Rewrite the records from the line that contains "Get the bounding box for art" through the end of the records, requests included, scaling every bounding box coordinate in the answers by 1.6 and rounding each result to a whole number with halves rounded up. Keep the requests and their format samples unchanged, and leave the pictures out.

━━━━━ DATA LINES

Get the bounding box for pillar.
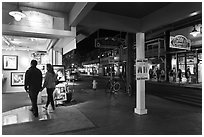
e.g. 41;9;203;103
126;33;135;95
135;33;147;115
165;31;171;82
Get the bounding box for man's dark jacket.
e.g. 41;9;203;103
25;66;42;93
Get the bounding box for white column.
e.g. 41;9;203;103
135;33;147;115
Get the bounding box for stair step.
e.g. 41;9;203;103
172;95;202;103
180;94;202;100
164;96;202;107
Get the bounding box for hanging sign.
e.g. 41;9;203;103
169;35;191;50
136;59;148;80
108;56;115;64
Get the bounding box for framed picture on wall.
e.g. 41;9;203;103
11;72;25;86
53;65;66;82
3;55;18;70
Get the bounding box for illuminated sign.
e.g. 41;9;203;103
169;35;191;50
136;59;148;80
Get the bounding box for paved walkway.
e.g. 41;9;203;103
2;89;202;135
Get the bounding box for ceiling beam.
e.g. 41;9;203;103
69;2;96;27
2;24;76;39
141;2;202;32
79;10;141;33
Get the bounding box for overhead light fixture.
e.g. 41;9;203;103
190;26;200;37
9;3;26;21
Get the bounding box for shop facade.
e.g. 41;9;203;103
167;24;202;83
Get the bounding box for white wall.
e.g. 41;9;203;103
2;50;32;92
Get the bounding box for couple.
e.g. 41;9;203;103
25;60;57;117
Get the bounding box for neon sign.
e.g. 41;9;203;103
169;35;191;50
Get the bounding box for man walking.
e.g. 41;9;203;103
24;60;42;117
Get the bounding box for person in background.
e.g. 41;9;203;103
57;69;65;81
169;69;173;82
178;69;182;84
149;68;153;80
185;66;191;84
156;68;161;82
42;64;57;112
24;60;42;117
173;68;176;82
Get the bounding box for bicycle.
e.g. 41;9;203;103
105;79;120;94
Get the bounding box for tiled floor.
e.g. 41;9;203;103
2;86;202;135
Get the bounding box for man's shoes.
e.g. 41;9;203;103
43;106;47;110
29;108;33;111
33;112;39;117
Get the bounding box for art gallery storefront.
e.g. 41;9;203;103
167;24;202;83
2;48;62;93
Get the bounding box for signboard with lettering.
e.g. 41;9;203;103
169;35;191;50
136;59;148;80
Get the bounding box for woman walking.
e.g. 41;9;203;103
42;64;57;112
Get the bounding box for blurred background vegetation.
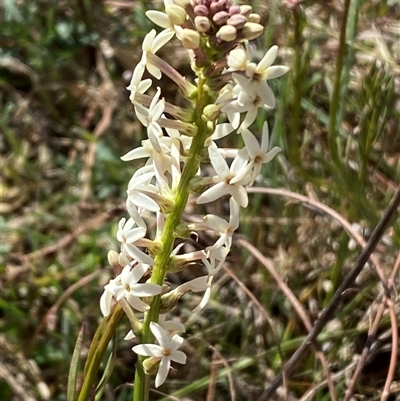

━━━━━━━━━━

-- FULL SOLUTION --
Get the bounding box for art gallery storefront.
e.g. 41;9;203;103
267;38;323;133
3;77;99;149
Get the bounding box for signboard with lettering.
e.g. 41;9;203;103
270;56;306;80
218;94;237;128
Get the bounding box for woman walking.
e.g. 41;9;203;103
67;102;91;179
Get the bounding box for blurred background vegetation.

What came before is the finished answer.